Dataset extract.
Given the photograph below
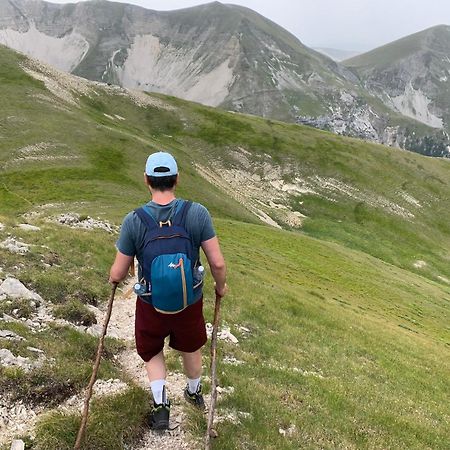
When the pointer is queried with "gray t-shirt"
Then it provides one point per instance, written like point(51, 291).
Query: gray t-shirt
point(132, 233)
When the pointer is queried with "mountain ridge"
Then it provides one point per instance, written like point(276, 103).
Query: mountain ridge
point(342, 313)
point(219, 55)
point(411, 75)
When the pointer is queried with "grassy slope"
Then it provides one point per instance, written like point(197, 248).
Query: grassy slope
point(354, 348)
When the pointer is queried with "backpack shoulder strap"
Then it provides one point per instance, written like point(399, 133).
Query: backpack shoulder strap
point(180, 217)
point(146, 218)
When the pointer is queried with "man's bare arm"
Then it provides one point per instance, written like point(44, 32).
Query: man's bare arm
point(119, 269)
point(216, 262)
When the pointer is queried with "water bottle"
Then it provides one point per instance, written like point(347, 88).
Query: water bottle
point(199, 273)
point(140, 289)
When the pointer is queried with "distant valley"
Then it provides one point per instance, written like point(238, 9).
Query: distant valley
point(231, 57)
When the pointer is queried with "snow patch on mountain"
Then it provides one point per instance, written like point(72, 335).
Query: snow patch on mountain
point(64, 53)
point(414, 103)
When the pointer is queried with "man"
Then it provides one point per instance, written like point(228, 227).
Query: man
point(187, 327)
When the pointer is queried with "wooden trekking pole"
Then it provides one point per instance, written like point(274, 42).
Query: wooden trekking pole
point(209, 431)
point(95, 370)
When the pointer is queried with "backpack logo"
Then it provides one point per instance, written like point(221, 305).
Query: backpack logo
point(174, 266)
point(168, 261)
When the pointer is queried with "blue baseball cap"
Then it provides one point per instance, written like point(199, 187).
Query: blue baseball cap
point(161, 164)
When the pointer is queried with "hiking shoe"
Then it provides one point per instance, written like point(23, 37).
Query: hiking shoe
point(159, 416)
point(196, 398)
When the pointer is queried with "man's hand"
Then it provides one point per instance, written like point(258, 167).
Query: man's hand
point(221, 292)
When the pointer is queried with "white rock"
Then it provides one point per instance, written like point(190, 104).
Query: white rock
point(18, 445)
point(13, 288)
point(15, 246)
point(6, 334)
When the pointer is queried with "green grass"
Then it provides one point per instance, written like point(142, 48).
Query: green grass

The problem. Copy out the entire listing above line for line, leaving out the picture.

Right answer.
Given the photograph below
When the pointer is queried with "gray t-shirt"
Then it provides one point per instance, written like point(51, 291).
Query: gray t-shirt
point(132, 233)
When the pointer is queried with "mountain ridge"
Then it provides one point per instance, written like point(276, 103).
Query: mountain ridge
point(342, 313)
point(219, 55)
point(411, 75)
When the pointer is queried with "grassy slope"
Then it provides one point per instance, written like point(197, 248).
Query: grassy slope
point(354, 348)
When the pointer is queried with "backpack shoulder strap"
Then it provides one point per instance, written like point(399, 133).
Query: backpack shoulder strap
point(180, 217)
point(146, 218)
When the pointer is queried with "man's bare arm"
Then it provides one point per instance, written like point(44, 32).
Query: man's bare arm
point(119, 269)
point(216, 262)
When the pointer is queried with "water bottle"
Then it provides one point per instance, written like point(347, 88).
Query: water bottle
point(199, 273)
point(140, 289)
When the pointer is queried with "distant valley"
Then it provides one point per instance, written like point(238, 9).
Query: distant valley
point(231, 57)
When the pointer is queried with "snow patch on mountain"
Then it provides one point per instance, written like point(72, 335).
Query: snow patch on mountain
point(64, 53)
point(414, 103)
When the pointer is queried with "man"
Then it provides one point per instance, written like point(228, 227).
Query: man
point(187, 327)
When the pointer is queried with "wooden trekking pole"
Then it provides one point per instance, written like point(274, 42).
Query: wooden trekking pole
point(209, 431)
point(95, 370)
When the pointer is queried with "backpack logo"
Then it provides one point per instance, written like point(221, 305).
Query: backpack logo
point(174, 266)
point(168, 261)
When the pointer is queried with "blue baseball cap"
Then it provides one point per instance, written like point(199, 187).
Query: blue baseball cap
point(161, 164)
When the pointer is queried with "hiking shoe"
Then it provides one point per instance, written like point(23, 37).
Query: hiking shoe
point(159, 416)
point(196, 398)
When the pointer is queried with "man's hand"
Then it provides one point per instance, written like point(258, 167).
Query: man's hand
point(221, 292)
When the pointer is queried with "white rock"
Then it provides one point per instance, written like point(190, 104).
Query: white rock
point(18, 445)
point(13, 288)
point(15, 246)
point(6, 334)
When the pointer is queried with "green grass"
Then it provides one point per instance, written like point(142, 48).
Query: green grass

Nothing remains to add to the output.